Reading text:
Importance of the Nisga'a Treaty to Canadians
Berger, Thomas R., Canadian Speeches
Back in 1967, the leaders of the Nisga'a Tribal Council came into my law office to ask me to sue the government of B.C. to obtain recognition of their Aboriginal title. It took six years, but in 1973 the Supreme Court of Canada gave judicial recognition to the place of Aboriginal rights in Canadian law. On that day, Canada entered the modern era of treaty-making.
Now the Nisga'a are on the verge of signing the first modern treaty in BC history. Last November, by a vote of 70%, the Nisga'a people ratified the treaty. The Legislature of British Columbia is debating a bill to ratify the treaty. And later this spring the scene will shift to Ottawa where Parliament will debate a bill to ratify the treaty.
Under the treaty the Nisga'a will own 1,992 square kilometres of land, approximately 8% of the Nisga'a traditional territory (at least two ranches in BC are larger). The Nisga'a are to receive $190 million in cash, paid over 15 years. The treaty also provides for Nisga'a entitlements to forestry, fishery and wildlife resources.

Work to do: Write out the passage of the text on the Nisga'a Treaty starting with "Now the Nisga'a" and going on through "debate a bill to ratify the treaty.", changing "verge" to "brink".

Raw data:
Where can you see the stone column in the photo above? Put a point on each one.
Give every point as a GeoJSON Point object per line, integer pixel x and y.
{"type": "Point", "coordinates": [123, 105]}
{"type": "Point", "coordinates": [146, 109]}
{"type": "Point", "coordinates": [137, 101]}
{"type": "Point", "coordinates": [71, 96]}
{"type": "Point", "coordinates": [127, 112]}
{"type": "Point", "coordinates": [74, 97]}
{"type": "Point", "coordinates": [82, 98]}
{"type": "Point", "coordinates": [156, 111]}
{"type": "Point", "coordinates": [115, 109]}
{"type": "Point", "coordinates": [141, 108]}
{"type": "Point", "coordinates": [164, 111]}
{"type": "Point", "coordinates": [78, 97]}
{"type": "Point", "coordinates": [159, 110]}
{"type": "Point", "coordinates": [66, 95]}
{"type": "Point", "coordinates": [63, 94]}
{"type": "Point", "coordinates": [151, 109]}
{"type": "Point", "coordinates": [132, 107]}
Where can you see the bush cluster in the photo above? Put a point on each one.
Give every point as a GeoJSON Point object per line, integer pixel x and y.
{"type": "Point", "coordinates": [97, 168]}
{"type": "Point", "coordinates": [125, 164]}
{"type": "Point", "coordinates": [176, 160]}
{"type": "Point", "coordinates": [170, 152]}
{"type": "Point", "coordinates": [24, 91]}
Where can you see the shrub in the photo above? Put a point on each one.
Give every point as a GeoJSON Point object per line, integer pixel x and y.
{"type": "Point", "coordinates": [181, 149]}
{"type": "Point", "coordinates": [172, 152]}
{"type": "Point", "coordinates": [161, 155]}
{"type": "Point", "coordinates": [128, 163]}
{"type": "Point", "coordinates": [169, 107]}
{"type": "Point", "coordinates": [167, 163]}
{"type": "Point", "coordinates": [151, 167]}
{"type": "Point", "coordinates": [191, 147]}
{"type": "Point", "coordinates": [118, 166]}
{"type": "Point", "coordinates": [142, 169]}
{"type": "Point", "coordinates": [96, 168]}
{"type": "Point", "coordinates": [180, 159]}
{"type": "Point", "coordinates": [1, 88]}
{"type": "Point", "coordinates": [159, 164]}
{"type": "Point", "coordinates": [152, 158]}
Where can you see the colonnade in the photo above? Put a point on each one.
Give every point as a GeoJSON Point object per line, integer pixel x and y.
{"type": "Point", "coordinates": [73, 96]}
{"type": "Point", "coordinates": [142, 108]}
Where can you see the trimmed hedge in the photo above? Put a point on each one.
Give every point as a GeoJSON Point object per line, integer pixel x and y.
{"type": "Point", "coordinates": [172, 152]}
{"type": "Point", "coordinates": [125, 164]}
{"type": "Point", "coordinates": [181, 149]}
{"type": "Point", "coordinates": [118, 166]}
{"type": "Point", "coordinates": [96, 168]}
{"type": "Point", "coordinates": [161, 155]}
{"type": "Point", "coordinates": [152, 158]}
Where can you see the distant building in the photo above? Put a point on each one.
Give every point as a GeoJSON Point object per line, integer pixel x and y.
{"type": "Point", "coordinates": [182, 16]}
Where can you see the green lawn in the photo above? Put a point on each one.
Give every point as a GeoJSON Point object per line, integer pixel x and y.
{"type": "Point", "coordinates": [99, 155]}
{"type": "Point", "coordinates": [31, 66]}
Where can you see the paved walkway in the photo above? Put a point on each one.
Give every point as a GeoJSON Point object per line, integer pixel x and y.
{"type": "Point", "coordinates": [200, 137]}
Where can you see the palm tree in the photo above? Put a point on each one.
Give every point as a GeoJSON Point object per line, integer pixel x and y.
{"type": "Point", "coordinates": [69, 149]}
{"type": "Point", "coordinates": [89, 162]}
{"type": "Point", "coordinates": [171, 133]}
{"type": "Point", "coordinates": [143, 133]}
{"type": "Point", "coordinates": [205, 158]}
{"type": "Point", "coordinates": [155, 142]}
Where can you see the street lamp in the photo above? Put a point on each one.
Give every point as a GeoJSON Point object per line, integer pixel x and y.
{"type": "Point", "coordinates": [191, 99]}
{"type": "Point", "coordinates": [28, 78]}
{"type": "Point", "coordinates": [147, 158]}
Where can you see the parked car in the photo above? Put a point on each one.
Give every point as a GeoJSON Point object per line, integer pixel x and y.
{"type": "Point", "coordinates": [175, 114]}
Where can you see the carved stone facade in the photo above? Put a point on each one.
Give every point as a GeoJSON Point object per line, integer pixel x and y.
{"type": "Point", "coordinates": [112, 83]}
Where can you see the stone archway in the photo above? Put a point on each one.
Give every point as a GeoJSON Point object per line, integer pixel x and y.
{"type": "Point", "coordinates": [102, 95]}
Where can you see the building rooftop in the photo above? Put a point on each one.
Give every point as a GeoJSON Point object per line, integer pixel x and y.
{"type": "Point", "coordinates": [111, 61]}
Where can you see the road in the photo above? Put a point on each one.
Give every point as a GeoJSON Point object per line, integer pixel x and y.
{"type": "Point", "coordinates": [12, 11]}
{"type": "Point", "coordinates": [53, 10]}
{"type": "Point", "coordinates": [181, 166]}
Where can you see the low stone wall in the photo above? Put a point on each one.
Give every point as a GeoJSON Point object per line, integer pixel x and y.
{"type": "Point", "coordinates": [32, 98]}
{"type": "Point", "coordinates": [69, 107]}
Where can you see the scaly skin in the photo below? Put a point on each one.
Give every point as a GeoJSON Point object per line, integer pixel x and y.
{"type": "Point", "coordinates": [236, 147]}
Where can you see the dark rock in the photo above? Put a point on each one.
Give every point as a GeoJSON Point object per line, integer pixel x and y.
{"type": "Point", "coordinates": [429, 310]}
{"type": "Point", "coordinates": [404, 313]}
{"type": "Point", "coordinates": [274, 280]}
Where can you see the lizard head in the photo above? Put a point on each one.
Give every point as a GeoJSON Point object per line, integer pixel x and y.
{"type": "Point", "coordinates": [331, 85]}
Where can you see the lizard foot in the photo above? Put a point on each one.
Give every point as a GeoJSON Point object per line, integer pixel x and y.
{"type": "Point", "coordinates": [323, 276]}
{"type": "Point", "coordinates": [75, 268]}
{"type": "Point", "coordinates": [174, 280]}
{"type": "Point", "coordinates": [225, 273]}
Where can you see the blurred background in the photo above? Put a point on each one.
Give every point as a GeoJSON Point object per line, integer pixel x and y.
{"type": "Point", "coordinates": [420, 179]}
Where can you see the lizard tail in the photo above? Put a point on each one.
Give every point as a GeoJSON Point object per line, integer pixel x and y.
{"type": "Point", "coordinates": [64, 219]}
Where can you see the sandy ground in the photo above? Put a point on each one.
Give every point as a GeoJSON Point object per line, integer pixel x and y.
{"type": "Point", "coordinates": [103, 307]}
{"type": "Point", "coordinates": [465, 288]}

Exercise result:
Now the Nisga'a are on the brink of signing the first modern treaty in BC history. Last November, by a vote of 70%, the Nisga'a people ratified the treaty. The Legislature of British Columbia is debating a bill to ratify the treaty. And later this spring the scene will shift to Ottawa where Parliament will debate a bill to ratify the treaty.